▸ AIM OF THE TASK: Using the data below, output the first line and every line after it up to and including the line containing "If you could locate the brown", exactly as written and with nothing added.

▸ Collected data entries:
..............................

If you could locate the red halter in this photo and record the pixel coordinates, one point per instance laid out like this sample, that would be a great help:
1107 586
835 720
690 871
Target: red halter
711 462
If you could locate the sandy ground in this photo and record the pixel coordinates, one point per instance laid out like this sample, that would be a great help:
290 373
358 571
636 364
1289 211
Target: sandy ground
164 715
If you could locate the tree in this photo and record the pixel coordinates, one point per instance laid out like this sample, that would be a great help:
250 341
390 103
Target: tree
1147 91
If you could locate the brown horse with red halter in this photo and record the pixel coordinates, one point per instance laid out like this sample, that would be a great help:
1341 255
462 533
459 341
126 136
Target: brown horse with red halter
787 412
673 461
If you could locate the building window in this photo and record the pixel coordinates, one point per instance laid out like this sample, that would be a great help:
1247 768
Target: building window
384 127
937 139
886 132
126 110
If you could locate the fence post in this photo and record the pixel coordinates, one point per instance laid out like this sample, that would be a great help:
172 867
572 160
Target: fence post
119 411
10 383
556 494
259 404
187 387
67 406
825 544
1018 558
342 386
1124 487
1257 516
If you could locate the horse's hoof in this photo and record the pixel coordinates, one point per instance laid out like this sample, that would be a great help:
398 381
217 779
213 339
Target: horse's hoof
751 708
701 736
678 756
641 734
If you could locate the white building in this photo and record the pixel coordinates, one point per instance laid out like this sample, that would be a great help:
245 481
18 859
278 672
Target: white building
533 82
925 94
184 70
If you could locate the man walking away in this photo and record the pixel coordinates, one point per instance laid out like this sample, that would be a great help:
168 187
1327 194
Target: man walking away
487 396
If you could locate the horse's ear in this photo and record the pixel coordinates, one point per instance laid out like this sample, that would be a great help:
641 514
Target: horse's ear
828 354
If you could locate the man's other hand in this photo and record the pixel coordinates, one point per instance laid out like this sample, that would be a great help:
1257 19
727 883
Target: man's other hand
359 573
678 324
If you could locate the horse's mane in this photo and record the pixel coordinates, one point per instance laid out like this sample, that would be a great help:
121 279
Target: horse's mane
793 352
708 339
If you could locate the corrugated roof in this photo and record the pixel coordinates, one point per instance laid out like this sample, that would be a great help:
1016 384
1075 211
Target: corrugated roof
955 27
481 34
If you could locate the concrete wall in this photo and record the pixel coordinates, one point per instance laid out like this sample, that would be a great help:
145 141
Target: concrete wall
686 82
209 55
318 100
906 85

..............................

▸ WRITTEN REPLY:
If you could locate the red halter in this photo and record the pixel coordinates, one point per instance laid out like this sample, that would be a great help:
1107 586
835 720
690 871
Target: red halter
711 462
If you could locate the sandy ground in this photo and record the pixel coordinates, one point per instance laid out like this sample, that would be a great help:
290 373
358 571
636 364
1289 211
Target: sandy ground
164 715
If you could locate the tree in this photo and record the pixel coordinates, one point per instance laid out like this sample, that would be a great help:
250 341
390 103
Target: tree
1147 91
If you could locate the brown horse with red halter in this photo and record the pixel coordinates, one point per instance laid out like this sample, that would be a great help:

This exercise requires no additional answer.